Saved entries
....

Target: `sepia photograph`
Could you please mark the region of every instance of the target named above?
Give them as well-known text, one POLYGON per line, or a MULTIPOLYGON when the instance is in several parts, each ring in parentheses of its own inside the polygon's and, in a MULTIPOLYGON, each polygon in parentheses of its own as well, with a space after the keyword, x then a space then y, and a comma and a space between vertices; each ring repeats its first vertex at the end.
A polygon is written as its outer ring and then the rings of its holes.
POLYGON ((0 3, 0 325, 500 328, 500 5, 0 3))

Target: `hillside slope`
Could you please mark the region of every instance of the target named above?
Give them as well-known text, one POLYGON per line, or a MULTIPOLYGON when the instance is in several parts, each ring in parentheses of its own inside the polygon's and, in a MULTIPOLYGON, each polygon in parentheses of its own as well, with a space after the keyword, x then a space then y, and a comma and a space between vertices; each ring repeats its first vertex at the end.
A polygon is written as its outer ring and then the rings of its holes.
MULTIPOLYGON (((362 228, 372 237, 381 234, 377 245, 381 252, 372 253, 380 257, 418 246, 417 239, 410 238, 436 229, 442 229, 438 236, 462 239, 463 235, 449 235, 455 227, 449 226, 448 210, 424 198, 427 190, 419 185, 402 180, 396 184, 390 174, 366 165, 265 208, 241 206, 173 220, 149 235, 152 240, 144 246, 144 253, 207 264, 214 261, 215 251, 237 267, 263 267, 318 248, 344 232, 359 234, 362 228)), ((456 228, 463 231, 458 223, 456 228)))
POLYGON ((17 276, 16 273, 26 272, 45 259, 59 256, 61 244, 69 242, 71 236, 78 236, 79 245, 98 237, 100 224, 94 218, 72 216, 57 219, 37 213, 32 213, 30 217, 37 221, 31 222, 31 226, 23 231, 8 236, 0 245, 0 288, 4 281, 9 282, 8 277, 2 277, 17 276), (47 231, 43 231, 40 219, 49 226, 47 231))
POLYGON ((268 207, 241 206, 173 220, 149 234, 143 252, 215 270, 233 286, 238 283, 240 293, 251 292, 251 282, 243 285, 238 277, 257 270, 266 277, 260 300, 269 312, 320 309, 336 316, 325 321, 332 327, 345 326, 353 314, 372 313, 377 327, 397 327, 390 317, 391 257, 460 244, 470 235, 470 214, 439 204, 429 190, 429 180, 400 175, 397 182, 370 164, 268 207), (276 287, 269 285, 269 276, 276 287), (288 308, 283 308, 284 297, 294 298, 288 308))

....

=== What the task requires ===
Quote every line of the data, word for word.

=== Result ===
Target: `sepia photograph`
Could you please mark the region of every instance of the target named above?
Give them as well-known text, one POLYGON per line, or a MULTIPOLYGON when the instance is in several parts, each ring in parentheses of its own inside the polygon's and, in a MULTIPOLYGON, each polygon in parentheses of its own as well, with a space after the keyword, x then a space then y, and a comma and a space between vertices; each ring repeats its first vertex at the end.
A polygon is written as its outer ring and then the rings of its holes.
POLYGON ((0 3, 0 325, 500 328, 500 5, 0 3))

Target: `hillside slope`
Could you please mark the region of every instance of the target named above?
Give them as well-known text, one POLYGON per line, or a MULTIPOLYGON when the instance is in several parts, each ring in parentheses of its own inside the polygon's and, in a MULTIPOLYGON, each polygon in parentheses of its own as well, with a space after the keyword, x then a space then y, and a comma and a space between vertices; each ring repeats its first vertex at the end.
A polygon is written as its outer ring and then the rings of its holes.
MULTIPOLYGON (((362 228, 372 237, 381 234, 377 245, 381 252, 372 253, 380 257, 418 246, 417 239, 410 238, 436 229, 442 229, 438 236, 462 239, 463 235, 449 235, 455 227, 449 226, 448 210, 424 198, 427 190, 419 185, 402 180, 396 184, 390 174, 366 165, 265 208, 241 206, 173 220, 149 235, 152 240, 144 246, 144 253, 207 264, 214 261, 215 251, 237 267, 263 267, 318 248, 344 232, 359 234, 362 228)), ((456 228, 463 231, 458 223, 456 228)))
POLYGON ((17 276, 16 273, 26 272, 45 259, 59 256, 61 244, 69 242, 71 236, 78 236, 79 245, 98 237, 100 224, 94 218, 72 216, 57 219, 37 213, 32 213, 30 217, 37 221, 31 222, 31 226, 23 231, 8 236, 0 245, 0 288, 4 281, 9 282, 8 277, 2 277, 17 276), (47 231, 43 231, 40 219, 49 226, 47 231))
POLYGON ((268 207, 241 206, 173 220, 149 234, 143 252, 215 270, 233 286, 238 283, 240 293, 251 292, 251 282, 243 285, 238 277, 257 270, 266 277, 260 300, 269 312, 320 309, 336 316, 325 321, 332 327, 345 326, 353 314, 372 313, 377 327, 397 327, 390 317, 391 257, 460 244, 470 235, 470 214, 439 204, 429 190, 429 180, 400 175, 397 182, 370 164, 268 207), (276 287, 269 285, 269 276, 276 287), (288 308, 283 308, 284 297, 294 298, 288 308))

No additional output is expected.